# [TASK REQUIREMENTS]
The full listing below must be printed exactly, word for word.

# [DATASET CONTENT]
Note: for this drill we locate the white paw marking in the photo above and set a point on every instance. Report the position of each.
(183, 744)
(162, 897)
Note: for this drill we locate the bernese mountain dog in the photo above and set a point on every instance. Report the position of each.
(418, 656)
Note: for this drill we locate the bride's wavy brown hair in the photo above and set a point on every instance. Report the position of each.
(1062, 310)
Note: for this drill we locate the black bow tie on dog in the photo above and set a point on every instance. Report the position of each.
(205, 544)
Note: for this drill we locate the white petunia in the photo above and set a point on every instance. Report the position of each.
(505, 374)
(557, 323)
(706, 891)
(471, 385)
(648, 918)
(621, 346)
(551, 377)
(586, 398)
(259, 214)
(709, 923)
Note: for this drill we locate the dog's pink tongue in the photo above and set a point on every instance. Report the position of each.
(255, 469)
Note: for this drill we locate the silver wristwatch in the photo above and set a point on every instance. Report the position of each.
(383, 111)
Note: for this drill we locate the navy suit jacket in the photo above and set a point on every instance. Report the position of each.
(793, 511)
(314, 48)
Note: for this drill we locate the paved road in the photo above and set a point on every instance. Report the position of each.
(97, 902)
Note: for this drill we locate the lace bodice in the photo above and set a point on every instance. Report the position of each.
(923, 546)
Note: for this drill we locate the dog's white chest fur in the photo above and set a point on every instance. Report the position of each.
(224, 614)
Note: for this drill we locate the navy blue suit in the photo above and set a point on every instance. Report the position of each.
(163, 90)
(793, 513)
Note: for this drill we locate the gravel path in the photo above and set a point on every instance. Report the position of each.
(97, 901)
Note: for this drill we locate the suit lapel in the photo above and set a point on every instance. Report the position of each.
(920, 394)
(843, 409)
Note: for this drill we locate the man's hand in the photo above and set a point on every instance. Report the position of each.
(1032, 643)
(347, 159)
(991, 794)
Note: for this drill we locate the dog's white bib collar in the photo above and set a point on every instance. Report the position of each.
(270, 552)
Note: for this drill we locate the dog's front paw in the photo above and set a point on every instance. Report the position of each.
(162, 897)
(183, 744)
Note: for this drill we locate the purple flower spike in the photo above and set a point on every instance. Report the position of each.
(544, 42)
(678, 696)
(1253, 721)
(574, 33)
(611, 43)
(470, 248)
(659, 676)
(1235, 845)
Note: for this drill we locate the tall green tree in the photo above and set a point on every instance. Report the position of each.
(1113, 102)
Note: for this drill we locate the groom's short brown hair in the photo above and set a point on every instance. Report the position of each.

# [EXERCISE RESULT]
Note: for this drill we locate the white paw marking in the photo above and set a point on every instance. Report the position of each.
(183, 744)
(162, 897)
Note: for this drill we locate the bernese mountain dog in the photo above and set a point on every instance. Report the position of each.
(418, 656)
Note: for this drill we locate the bride's wavy brown hair in the photo above and set a point on every instance. Report the position of each.
(1062, 310)
Note: for this drill we locate the black bow tie on dog in the photo above and set a point on every instance. Report the position of each.
(205, 544)
Note: for this drill we locate the white petunia in the photo above and set a point on every instance. Report the position of each.
(505, 374)
(557, 323)
(706, 891)
(471, 385)
(648, 918)
(621, 346)
(551, 377)
(586, 398)
(259, 214)
(709, 923)
Note: for this drill we locate the dog's pink tongue in the photo above and set a point on every instance. Report the position of each.
(255, 469)
Note: for this drill we locate the silver wristwatch in the photo above and set a point on every instance. Report the position of each.
(383, 111)
Note: for this drill we locate the navy suit jacket in the photo above and set a point on every instance. Report the position of each.
(793, 511)
(314, 48)
Note: for this drill we locate the paved road in the photo above and set a point on every instance. Report the position of each.
(97, 902)
Note: for this drill we locate the lace bodice in the photo above and set a point on every instance. Report the position of each.
(923, 546)
Note: for this drill we locate the dog's white chest fur in the photo above and set a point on every instance. Report the position of each.
(224, 614)
Note: for this drill we locate the navy blue suit in the photo above and set a point on every instance. Report the position of each.
(163, 90)
(793, 513)
Note: for this drill we locate the gravel path in the photo above and set a point on every instance. Report the position of each.
(97, 901)
Note: for this drill we locate the suit lapel in the photo above and set a point on every instance. Report the position of each.
(920, 394)
(843, 409)
Note: for this drill we locate the man's hand in the photo above and set a point on every instance. Report the position of each.
(1032, 643)
(347, 159)
(991, 794)
Note: for this drill we locate the dog's white bib collar in the photo above and set a point on every instance. Report the position of each.
(270, 552)
Note: for this drill we locate the dog's front paw in the photo above and set a point on every instance. Report the position of each.
(162, 897)
(183, 744)
Note: for this drill we locate the purple flower spike in the photo above and set a point on every instance. Report the position of each.
(544, 42)
(678, 696)
(1253, 721)
(574, 33)
(611, 43)
(470, 248)
(659, 676)
(1235, 845)
Note: for this drill we locate the tall green tree in the photo above and set a point on every instance. Report the position of each.
(1113, 102)
Note: for this drill we locate the groom's short brown hair in the photo above and set a point on every instance. Report the position of each.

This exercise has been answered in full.